= Texto de lectura =
"""

"Casi nada es para tanto", un artículo del manchego José Mota en El Mundo que hay que leer
Entre ruidos, luces, y un ir y venir a no sé dónde, cada noche, cuando echo las persianas de mi pensamiento, logro visualizar a aquel niño que fui y que me recuerda, inexorablemente, la importancia de que la sonrisa no se desinstale de mi cara, y menos si es para vestir un traje que no es de mi talla. Algo en mí se empeña, cada noche, abrazado a mi almohada, en no cambiar un ramo de sonrisas por un manojo de preocupaciones.
Desde que tengo uso de razón, siempre recuerdo haber abrazado el humor como si fuera la tabla de salvación de todos mis problemas y como la guinda que remataba todas las tartas de mis pensamientos. El humor acabó convertido, por necesidad, en el inevitable burladero donde refugiarme de las embestidas de la realidad. El humor me permitió moverme por el albero sin recibir una cornada. De manera inconsciente, me convertí es un espectador, que miraba con idéntica curiosidad al ruedo y al graderío. Supongo que, de alguna manera, todos buscamos ese burladero. Y burladero viene de burla, de broma, de comedia.

"""

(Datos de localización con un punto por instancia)
"""

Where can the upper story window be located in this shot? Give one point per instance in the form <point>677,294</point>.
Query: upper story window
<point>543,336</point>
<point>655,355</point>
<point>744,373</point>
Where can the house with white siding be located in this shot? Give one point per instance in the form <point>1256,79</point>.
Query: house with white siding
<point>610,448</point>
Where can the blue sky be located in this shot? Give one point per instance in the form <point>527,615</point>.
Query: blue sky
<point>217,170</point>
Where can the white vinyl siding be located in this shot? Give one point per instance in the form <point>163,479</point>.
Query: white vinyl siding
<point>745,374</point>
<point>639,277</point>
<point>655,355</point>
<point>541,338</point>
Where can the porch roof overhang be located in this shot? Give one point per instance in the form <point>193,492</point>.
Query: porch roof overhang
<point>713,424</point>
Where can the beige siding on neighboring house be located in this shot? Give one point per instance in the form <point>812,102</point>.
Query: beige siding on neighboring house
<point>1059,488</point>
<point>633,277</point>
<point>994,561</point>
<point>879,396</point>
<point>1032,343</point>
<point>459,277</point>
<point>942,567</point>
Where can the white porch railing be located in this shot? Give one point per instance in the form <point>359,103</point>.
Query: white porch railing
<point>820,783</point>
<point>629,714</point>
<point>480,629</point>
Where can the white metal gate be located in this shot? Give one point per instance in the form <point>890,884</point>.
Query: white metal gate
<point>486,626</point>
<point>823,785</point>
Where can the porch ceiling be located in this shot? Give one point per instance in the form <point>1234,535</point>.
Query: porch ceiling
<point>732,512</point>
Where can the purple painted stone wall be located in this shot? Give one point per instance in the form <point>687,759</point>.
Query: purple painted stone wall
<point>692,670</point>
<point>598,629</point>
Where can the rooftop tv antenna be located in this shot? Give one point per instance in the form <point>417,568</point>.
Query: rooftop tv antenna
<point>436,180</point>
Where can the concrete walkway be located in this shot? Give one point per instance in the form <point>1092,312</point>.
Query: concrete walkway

"""

= Conjunto de tareas =
1. Según el artículo de José Mota, ¿en qué periódico se publicó?
2. Resume el artículo de José Mota en dos oraciones.
3. Retoma el artículo de José Mota y continúalo a partir de su última oración.
No hace falta usar los registros.

= Respuestas del ejercicio =
1. En El Mundo.

2. Cada noche, el autor visualiza al niño que fue, que le recuerda la importancia de no perder la sonrisa ni cambiarla por preocupaciones. Desde que tiene uso de razón se ha refugiado en el humor como en un burladero frente a las embestidas de la realidad, y supone que todos buscamos ese burladero, palabra que viene de burla.

3.
Cuando aquel niño, desde su parapeto, observaba las faenas de aliño de los grandes de la época, siempre sucedía algo inexplicable. En el momento en que, en la televisión de entonces, aparecían Gila, Tip y Coll, Andrés Pajares, Fernando Esteso, Tony Leblanc o Antonio Ozores, estallaba la magia. Literalmente, el mundo se paraba. Y, con el mundo detenido, el humor se colaba en el aire, impregnaba las respiraciones e inundaba los pulmones. Y cuando sonaba el teléfono de la imaginación, siempre se oía aquello de "¿está el enemigo? ¡Que se ponga!".
En la guerra de Gila la batalla la perdían los dos frentes y la ganaba la esperanza. Gila siempre fue el abrazo que nunca nos dimos, la burla de la vida, la patada en la cara y el empujón a lo establecido. Las balas que disparaba Gila eran metralla que curaba el alma, el bálsamo en las heridas de la tristeza, el ungüento que conseguía que todos nos mirásemos en el mismo espejo, y que lográsemos digerir el monstruito que cada uno de nosotros llevamos dentro.
A medida que el niño se convertía en adulto, el paisanaje de sus referentes se fue despoblando, cada vez que se marchaba alguno de los más grandes. Fueron otros, entonces, los que saltaron al ruedo de la sonrisa. Martes y Trece, Faemino y Cansado, Los Morancos, Pedro Reyes o Chiquito de la Calzada se encargaron de recoger el legado de Gila y disparar las balas que acarician el alma. El humor siguió siendo el bálsamo de la tristeza.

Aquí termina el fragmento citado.